_WHAT NEEDS TO BE DONE_: In the entries below, how many lines contain the string "pointer"? Respond with the number only.

[Records from a collection]

⁂

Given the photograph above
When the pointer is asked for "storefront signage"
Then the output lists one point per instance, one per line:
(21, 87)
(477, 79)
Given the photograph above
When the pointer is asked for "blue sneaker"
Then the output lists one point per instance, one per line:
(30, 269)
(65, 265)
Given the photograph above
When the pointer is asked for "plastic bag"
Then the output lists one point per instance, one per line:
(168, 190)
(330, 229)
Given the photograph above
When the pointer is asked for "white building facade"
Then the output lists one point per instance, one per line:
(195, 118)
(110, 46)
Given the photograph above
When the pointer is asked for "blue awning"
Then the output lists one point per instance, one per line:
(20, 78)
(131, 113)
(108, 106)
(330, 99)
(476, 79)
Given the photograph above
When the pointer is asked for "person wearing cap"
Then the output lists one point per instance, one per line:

⁂

_RESPONSE TO THIS TASK_: 6